*** SUPPLIED TEXT ***

On Sun, 19 Mar 2006 12:50:21 -0500
"Leonid Grinberg" <lgrinberg@gmail.com> wrote:

> Hello,
> 
> I must say that I love Debian. It is an amazing system that has never
> failed me, and, although we had our ups and downs, continues to serve
> me loyally and fully.
> 
> But there is one thing that annoys me about it, and that is how long a
> package needs to be tested for, before it gets verified as not
> dangerous. 

This is what ensures the very high quality of the packages.

> I use Testing, myself, and am annoyed by a few things. I
> used to hate the Debian Firefox package, because it took so long to
> get updated. Eventually, I removed it, and I now use the
> Mozilla-supplied program, something that I highly recommend. But what
> really bugs me is GNOME. Debian finally supplied GNOME 2.12 in Testing
> about a month before GNOME 2.14 came out. And it is harder to replace,
> because in order to use the code from gnome.org, one needs to
> recompile it and then set it up by hand, something that I feel I am
> not qualified to do.
> 
> Unstable, I know, does not have this problem. So I am wondering, how
> unstable is it? I might be getting a new computer within a few months,
> and am considering installing Debian Unstable on it. But what should I
> expect? Will it crash a few times a month, or a day? How much work is
> it?
> 
> Thank you very much!
> 
> --
> Leonid Grinberg

AFAIK a package takes 10 days to propagate from unstable into testing. That is, if there are no serious (RC?) bugs reported against it, and I think it is also a matter of dependencies especially for big stuff like gnome (with lots of dependencies). So you can see, unstable is more up to date than testing but, ... You can't really expect that some software gets packaged immediately after release. Even if the maintainer has nothing else to do than release that package, it may still take some time to package it up to Debian standards. The gnome case is much more complicated, and the Debian gnome team has already asked for help. It will be some time until they have the packages ready, even for unstable.

*** EXCERPTED DATA ***

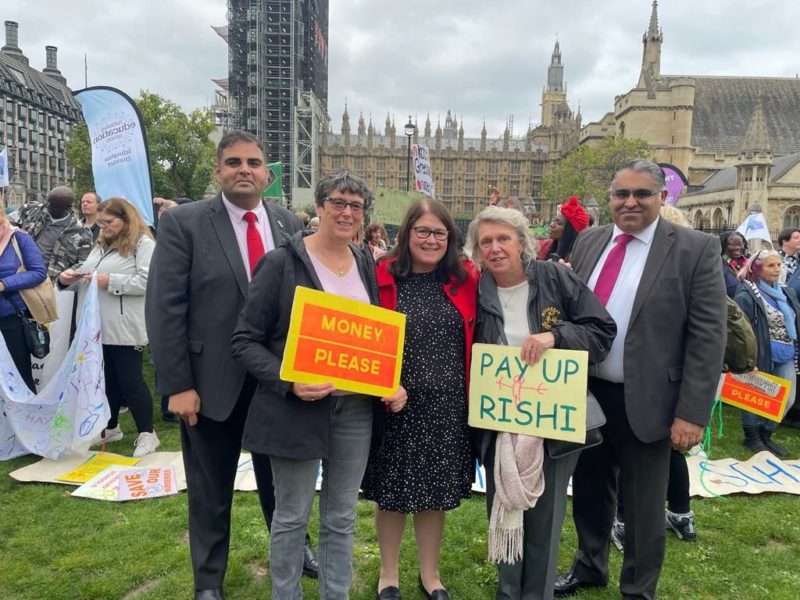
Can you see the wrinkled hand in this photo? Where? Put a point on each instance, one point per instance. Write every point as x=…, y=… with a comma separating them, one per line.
x=186, y=405
x=396, y=401
x=685, y=434
x=534, y=346
x=312, y=391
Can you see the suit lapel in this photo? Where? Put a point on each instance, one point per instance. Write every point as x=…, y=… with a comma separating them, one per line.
x=663, y=238
x=221, y=223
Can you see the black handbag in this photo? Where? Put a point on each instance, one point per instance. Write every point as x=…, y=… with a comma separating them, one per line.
x=594, y=420
x=37, y=336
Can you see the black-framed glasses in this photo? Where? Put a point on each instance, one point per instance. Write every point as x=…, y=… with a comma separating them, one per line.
x=641, y=194
x=339, y=204
x=424, y=233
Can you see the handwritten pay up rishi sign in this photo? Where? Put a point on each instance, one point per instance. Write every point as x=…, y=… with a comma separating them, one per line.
x=547, y=399
x=357, y=347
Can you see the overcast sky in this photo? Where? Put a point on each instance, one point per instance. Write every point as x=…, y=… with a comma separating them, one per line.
x=480, y=59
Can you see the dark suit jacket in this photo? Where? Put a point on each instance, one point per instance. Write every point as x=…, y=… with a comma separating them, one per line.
x=195, y=291
x=675, y=342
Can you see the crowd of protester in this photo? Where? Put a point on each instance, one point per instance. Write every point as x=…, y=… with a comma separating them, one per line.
x=644, y=296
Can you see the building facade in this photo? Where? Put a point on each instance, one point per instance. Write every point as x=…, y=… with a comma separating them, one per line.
x=277, y=84
x=464, y=168
x=37, y=112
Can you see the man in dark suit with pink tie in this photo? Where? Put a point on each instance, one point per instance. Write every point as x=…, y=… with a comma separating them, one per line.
x=664, y=287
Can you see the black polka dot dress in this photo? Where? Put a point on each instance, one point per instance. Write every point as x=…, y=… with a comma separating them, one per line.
x=424, y=461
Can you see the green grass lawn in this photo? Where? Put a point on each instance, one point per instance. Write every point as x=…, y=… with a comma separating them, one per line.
x=53, y=546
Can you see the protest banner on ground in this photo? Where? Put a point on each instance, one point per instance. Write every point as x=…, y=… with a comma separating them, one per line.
x=94, y=465
x=72, y=408
x=355, y=346
x=118, y=483
x=423, y=176
x=759, y=393
x=547, y=399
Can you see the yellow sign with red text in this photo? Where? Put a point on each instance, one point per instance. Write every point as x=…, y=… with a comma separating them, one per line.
x=355, y=346
x=757, y=392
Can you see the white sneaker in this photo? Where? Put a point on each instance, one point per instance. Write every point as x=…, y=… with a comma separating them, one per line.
x=146, y=443
x=108, y=436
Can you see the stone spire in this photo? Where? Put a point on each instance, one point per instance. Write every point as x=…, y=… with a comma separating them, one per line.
x=756, y=139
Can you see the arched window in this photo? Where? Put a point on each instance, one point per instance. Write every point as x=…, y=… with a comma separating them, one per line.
x=791, y=218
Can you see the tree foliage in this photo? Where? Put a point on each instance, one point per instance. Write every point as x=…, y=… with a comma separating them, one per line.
x=586, y=172
x=181, y=153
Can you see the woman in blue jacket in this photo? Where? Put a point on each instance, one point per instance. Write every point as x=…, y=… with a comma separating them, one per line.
x=11, y=281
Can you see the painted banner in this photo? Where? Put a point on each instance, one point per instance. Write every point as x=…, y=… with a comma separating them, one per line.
x=120, y=163
x=676, y=183
x=423, y=176
x=94, y=465
x=72, y=408
x=547, y=399
x=757, y=392
x=118, y=483
x=355, y=346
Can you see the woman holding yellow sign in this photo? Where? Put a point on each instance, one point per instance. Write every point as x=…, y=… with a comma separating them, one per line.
x=293, y=424
x=535, y=305
x=423, y=465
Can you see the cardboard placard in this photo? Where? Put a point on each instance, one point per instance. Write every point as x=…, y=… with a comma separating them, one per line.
x=355, y=346
x=547, y=399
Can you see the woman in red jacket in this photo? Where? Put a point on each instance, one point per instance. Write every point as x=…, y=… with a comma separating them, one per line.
x=423, y=464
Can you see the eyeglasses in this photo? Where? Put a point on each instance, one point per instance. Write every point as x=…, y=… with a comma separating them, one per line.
x=638, y=194
x=339, y=204
x=424, y=233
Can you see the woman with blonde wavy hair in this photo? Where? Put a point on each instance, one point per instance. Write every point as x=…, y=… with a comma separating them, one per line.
x=121, y=261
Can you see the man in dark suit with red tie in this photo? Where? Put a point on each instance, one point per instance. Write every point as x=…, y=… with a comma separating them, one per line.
x=664, y=287
x=205, y=256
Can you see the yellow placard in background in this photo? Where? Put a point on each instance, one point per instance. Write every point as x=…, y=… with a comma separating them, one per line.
x=355, y=346
x=547, y=399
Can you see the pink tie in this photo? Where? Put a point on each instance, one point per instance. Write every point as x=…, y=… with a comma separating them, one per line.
x=611, y=268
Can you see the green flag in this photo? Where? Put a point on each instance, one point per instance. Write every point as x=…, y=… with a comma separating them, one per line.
x=275, y=189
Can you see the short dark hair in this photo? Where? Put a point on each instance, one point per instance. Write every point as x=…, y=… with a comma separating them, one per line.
x=786, y=234
x=452, y=263
x=236, y=137
x=344, y=182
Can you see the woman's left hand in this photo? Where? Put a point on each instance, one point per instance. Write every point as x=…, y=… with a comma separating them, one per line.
x=396, y=401
x=534, y=346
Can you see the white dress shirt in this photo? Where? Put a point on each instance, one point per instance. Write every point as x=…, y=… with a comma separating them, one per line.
x=236, y=215
x=620, y=303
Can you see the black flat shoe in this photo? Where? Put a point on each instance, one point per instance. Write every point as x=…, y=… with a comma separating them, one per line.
x=437, y=594
x=310, y=564
x=390, y=592
x=568, y=584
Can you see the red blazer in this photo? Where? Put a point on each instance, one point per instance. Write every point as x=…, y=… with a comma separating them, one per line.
x=464, y=297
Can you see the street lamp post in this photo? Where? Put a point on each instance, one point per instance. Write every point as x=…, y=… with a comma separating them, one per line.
x=409, y=129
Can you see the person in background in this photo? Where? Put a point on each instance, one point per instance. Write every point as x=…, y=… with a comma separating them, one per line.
x=376, y=239
x=734, y=258
x=293, y=425
x=535, y=305
x=789, y=244
x=204, y=260
x=773, y=311
x=11, y=282
x=423, y=464
x=564, y=229
x=89, y=204
x=121, y=261
x=60, y=236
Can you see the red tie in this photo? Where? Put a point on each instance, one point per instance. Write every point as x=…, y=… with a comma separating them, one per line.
x=611, y=268
x=255, y=245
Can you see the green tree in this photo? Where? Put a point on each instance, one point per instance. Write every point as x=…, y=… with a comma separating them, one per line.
x=181, y=153
x=586, y=172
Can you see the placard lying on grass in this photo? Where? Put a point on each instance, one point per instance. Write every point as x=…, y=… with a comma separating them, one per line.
x=757, y=392
x=547, y=399
x=355, y=346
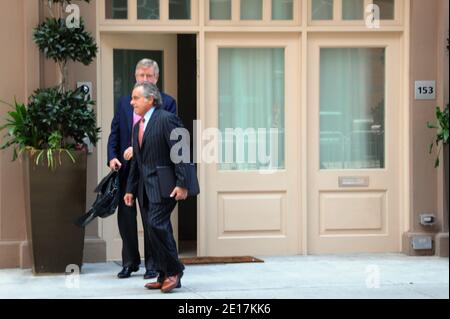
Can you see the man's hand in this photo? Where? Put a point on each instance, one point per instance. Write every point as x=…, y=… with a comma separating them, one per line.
x=128, y=154
x=179, y=193
x=129, y=199
x=115, y=164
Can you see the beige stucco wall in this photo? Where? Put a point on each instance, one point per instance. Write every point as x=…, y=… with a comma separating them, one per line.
x=429, y=27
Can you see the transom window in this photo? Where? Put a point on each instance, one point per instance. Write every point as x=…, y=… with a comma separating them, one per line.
x=351, y=10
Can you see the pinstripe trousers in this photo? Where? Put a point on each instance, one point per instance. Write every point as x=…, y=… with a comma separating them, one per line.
x=160, y=233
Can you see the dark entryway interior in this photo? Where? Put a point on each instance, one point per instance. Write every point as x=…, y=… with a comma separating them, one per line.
x=187, y=111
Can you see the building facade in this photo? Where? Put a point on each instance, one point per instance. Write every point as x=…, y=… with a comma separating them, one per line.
x=325, y=87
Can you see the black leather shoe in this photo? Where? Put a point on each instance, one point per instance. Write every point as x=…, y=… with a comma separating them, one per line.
x=126, y=272
x=149, y=274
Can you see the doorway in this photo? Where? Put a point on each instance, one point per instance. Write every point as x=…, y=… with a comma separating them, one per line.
x=176, y=56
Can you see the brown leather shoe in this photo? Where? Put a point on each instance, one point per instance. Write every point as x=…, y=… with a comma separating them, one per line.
x=154, y=285
x=170, y=283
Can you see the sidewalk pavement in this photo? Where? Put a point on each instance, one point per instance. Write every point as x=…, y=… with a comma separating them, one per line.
x=355, y=276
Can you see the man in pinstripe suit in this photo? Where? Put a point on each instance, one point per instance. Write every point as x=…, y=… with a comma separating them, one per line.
x=151, y=148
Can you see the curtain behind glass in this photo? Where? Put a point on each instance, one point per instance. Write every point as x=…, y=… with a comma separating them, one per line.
x=148, y=9
x=179, y=9
x=282, y=9
x=352, y=9
x=352, y=108
x=220, y=9
x=322, y=10
x=251, y=9
x=251, y=95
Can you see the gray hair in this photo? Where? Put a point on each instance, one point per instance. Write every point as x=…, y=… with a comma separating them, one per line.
x=150, y=90
x=148, y=63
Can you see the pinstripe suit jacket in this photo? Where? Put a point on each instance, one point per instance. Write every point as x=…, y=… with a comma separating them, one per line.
x=155, y=151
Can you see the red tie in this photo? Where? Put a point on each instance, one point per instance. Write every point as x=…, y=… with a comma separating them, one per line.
x=141, y=131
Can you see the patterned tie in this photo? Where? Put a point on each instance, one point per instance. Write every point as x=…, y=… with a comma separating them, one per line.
x=141, y=131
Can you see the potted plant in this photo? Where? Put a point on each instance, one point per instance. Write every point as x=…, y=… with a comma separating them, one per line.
x=49, y=134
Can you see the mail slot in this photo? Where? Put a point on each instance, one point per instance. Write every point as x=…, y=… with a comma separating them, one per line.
x=353, y=181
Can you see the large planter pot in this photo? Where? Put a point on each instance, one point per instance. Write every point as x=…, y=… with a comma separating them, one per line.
x=54, y=199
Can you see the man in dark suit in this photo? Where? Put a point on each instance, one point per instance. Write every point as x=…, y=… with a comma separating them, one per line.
x=119, y=152
x=152, y=145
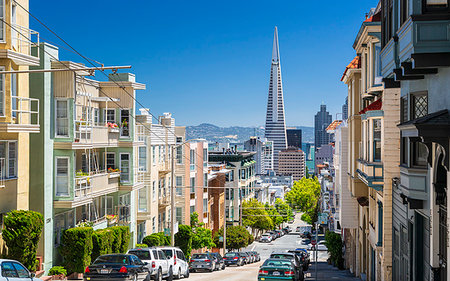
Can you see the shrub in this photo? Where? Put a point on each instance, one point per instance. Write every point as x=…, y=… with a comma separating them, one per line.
x=121, y=239
x=183, y=239
x=76, y=248
x=152, y=240
x=21, y=234
x=102, y=242
x=57, y=270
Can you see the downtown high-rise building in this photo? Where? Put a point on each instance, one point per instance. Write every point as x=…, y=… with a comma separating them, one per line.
x=275, y=122
x=321, y=122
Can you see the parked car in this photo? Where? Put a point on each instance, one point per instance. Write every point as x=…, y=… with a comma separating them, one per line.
x=177, y=260
x=290, y=256
x=157, y=263
x=279, y=269
x=233, y=258
x=116, y=267
x=245, y=256
x=303, y=256
x=220, y=264
x=13, y=270
x=203, y=261
x=265, y=238
x=257, y=256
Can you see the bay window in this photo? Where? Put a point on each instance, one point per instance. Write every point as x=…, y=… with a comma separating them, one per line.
x=62, y=176
x=62, y=118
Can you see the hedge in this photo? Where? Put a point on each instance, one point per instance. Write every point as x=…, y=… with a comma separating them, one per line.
x=102, y=242
x=183, y=239
x=121, y=239
x=21, y=234
x=76, y=248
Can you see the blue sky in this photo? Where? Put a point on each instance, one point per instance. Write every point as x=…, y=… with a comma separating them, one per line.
x=209, y=61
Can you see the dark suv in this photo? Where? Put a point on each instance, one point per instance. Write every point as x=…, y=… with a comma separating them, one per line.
x=233, y=258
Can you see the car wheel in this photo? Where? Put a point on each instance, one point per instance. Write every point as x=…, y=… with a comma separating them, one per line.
x=159, y=275
x=170, y=277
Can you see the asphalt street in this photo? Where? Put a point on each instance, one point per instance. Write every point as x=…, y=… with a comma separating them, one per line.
x=250, y=272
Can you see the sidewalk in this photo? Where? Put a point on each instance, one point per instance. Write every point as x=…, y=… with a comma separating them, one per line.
x=327, y=272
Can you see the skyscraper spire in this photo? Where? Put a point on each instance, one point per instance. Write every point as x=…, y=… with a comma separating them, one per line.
x=275, y=122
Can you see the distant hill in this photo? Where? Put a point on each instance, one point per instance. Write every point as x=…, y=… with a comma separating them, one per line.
x=235, y=134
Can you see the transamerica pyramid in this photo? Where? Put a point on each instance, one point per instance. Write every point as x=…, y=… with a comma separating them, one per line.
x=275, y=122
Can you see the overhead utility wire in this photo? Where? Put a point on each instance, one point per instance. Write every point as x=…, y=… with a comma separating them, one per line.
x=92, y=84
x=88, y=60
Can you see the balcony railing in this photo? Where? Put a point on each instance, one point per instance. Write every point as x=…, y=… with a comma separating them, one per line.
x=23, y=39
x=2, y=172
x=25, y=110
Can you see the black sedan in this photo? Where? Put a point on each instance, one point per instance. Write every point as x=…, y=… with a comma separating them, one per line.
x=117, y=267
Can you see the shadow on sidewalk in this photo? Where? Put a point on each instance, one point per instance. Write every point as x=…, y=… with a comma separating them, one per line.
x=327, y=272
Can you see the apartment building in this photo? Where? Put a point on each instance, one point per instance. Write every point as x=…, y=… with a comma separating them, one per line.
x=241, y=178
x=19, y=113
x=86, y=169
x=154, y=159
x=415, y=58
x=291, y=162
x=373, y=150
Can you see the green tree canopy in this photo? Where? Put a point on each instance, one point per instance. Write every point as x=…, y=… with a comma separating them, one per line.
x=304, y=195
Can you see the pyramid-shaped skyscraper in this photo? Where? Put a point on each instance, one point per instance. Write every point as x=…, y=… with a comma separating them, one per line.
x=275, y=122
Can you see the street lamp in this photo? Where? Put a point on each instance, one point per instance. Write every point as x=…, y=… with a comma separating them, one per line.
x=172, y=190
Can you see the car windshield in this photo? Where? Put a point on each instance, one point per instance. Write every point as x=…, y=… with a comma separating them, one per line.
x=143, y=255
x=112, y=259
x=280, y=256
x=200, y=256
x=168, y=253
x=273, y=262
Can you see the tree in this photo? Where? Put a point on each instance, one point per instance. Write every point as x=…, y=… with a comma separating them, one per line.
x=237, y=237
x=255, y=216
x=304, y=195
x=284, y=210
x=21, y=233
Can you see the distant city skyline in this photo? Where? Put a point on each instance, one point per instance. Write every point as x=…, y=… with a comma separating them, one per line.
x=193, y=49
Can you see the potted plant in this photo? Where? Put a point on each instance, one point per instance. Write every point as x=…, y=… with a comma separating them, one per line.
x=58, y=273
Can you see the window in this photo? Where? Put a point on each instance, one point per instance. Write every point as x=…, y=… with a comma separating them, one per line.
x=62, y=118
x=124, y=123
x=419, y=154
x=179, y=184
x=143, y=158
x=179, y=215
x=435, y=6
x=192, y=159
x=376, y=140
x=109, y=115
x=192, y=185
x=62, y=176
x=124, y=167
x=180, y=154
x=110, y=160
x=142, y=199
x=419, y=105
x=96, y=116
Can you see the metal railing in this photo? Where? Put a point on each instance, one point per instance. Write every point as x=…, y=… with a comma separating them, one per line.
x=2, y=172
x=25, y=111
x=23, y=39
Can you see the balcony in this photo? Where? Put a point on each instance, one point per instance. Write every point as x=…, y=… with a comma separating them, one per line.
x=371, y=174
x=86, y=187
x=22, y=40
x=25, y=116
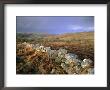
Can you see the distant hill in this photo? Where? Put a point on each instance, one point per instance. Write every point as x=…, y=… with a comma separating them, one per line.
x=73, y=36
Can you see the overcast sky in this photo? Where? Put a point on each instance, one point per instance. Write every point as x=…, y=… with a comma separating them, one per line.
x=54, y=24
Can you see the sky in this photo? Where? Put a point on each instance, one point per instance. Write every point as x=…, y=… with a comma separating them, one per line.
x=54, y=24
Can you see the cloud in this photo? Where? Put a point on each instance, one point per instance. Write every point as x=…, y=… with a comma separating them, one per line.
x=76, y=27
x=79, y=28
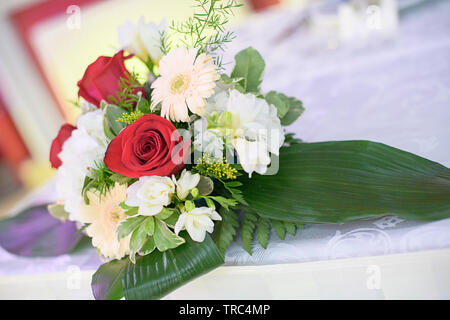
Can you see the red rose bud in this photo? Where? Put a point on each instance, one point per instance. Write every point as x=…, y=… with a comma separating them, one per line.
x=101, y=79
x=149, y=146
x=64, y=133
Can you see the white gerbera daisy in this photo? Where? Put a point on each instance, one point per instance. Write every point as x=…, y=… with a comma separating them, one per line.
x=185, y=82
x=103, y=215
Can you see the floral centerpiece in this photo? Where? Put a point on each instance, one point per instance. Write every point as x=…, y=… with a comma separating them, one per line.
x=162, y=173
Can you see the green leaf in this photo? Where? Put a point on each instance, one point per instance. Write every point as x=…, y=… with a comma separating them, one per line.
x=339, y=181
x=149, y=226
x=165, y=213
x=107, y=280
x=224, y=202
x=108, y=133
x=157, y=274
x=225, y=230
x=295, y=110
x=129, y=211
x=263, y=232
x=117, y=177
x=205, y=186
x=112, y=113
x=290, y=228
x=280, y=101
x=128, y=226
x=137, y=240
x=172, y=220
x=248, y=228
x=143, y=106
x=164, y=238
x=278, y=226
x=148, y=247
x=250, y=66
x=57, y=211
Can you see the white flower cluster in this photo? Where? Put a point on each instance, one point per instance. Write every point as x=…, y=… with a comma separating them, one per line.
x=246, y=123
x=86, y=146
x=151, y=194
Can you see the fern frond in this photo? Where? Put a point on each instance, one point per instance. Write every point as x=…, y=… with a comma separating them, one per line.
x=226, y=230
x=248, y=228
x=263, y=232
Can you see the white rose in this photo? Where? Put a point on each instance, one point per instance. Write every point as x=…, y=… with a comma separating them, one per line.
x=186, y=183
x=197, y=222
x=85, y=147
x=143, y=39
x=253, y=155
x=252, y=126
x=150, y=194
x=206, y=140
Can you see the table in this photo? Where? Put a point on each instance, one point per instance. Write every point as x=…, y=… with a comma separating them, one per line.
x=395, y=91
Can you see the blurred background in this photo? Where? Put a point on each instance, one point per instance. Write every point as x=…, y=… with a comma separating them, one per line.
x=46, y=45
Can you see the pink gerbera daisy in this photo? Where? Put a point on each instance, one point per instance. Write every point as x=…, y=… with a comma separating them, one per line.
x=186, y=81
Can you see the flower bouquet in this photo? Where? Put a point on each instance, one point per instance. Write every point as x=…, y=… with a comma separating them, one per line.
x=162, y=172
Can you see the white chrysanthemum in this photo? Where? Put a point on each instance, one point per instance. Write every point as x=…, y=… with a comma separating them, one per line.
x=197, y=222
x=142, y=39
x=150, y=194
x=206, y=140
x=86, y=145
x=185, y=82
x=103, y=215
x=186, y=183
x=250, y=125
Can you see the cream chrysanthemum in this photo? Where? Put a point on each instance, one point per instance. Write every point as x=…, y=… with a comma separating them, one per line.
x=185, y=82
x=103, y=215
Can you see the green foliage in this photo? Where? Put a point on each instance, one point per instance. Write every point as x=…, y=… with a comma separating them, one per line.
x=155, y=275
x=57, y=211
x=164, y=238
x=225, y=230
x=129, y=118
x=100, y=180
x=248, y=228
x=137, y=240
x=263, y=232
x=129, y=211
x=236, y=194
x=112, y=115
x=215, y=168
x=278, y=226
x=288, y=108
x=128, y=226
x=205, y=30
x=250, y=67
x=290, y=227
x=126, y=99
x=107, y=280
x=340, y=181
x=120, y=179
x=225, y=203
x=290, y=139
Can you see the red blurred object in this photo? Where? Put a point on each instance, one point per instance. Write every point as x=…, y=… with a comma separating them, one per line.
x=30, y=16
x=259, y=5
x=12, y=148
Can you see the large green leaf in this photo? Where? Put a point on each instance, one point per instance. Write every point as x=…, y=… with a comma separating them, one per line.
x=155, y=275
x=250, y=67
x=347, y=180
x=107, y=280
x=112, y=113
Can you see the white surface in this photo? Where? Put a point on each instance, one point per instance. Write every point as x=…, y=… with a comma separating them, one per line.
x=422, y=275
x=396, y=92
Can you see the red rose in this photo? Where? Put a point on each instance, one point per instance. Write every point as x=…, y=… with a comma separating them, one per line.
x=149, y=146
x=102, y=77
x=64, y=133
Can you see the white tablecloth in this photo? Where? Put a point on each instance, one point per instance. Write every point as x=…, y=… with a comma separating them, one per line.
x=393, y=91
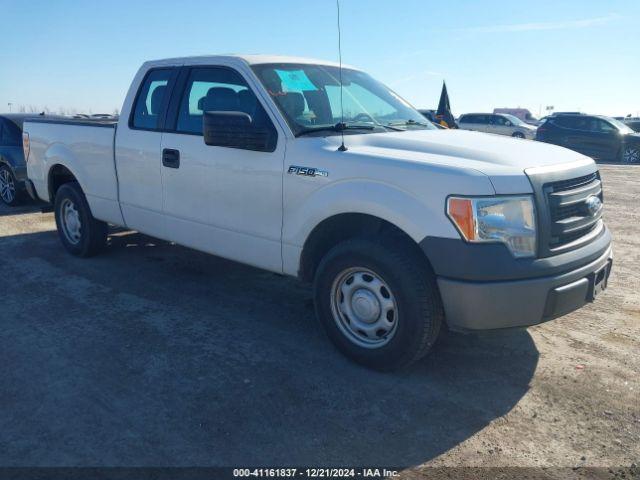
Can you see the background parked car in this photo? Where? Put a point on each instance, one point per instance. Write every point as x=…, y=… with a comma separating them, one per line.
x=13, y=170
x=633, y=123
x=521, y=113
x=501, y=123
x=431, y=116
x=599, y=137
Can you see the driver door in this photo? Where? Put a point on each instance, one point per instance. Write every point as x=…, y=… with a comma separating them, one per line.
x=225, y=201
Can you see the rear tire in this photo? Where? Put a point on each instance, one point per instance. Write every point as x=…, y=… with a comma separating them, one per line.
x=80, y=233
x=378, y=302
x=10, y=191
x=630, y=154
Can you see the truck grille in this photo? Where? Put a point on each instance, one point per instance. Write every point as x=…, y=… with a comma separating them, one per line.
x=570, y=216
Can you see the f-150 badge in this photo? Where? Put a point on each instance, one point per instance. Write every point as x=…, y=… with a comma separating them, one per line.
x=307, y=171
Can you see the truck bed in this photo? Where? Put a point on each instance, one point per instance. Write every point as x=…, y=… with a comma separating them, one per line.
x=84, y=146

***

*JOBS*
1/ List every question Leonid Grinberg asks about Debian Unstable in the Debian mailing list message.
2/ In the Debian mailing list message, rewrite the paragraph that begins "AFAIK a package takes 10 days" as a short bulleted list that keeps its main facts.
3/ Answer these questions from the Debian mailing list message:
(a) Which GNOME version did Debian finally supply in Testing?
(b) What program does Leonid now use instead of the Debian Firefox package?
(c) How long does the reply say a package takes to go from unstable into testing?
You won't need the data to do this work.

*ANSWERS FOR THE TASKS*
1/
- How unstable is it?
- But what should I expect?
- Will it crash a few times a month, or a day?
- How much work is it?

2/
- A package takes about 10 days to move from unstable into testing, if no serious (possibly RC) bugs are reported against it.
- Dependencies also matter, especially for big software like GNOME.
- Unstable is more up to date than testing.
- New software can't be expected to be packaged right after release, because it takes time to meet Debian standards.
- The GNOME case is more complicated, and the Debian GNOME team has asked for help.
- GNOME packages will take some time to be ready, even for unstable.

3/
(a) GNOME 2.12
(b) The Mozilla-supplied program
(c) 10 days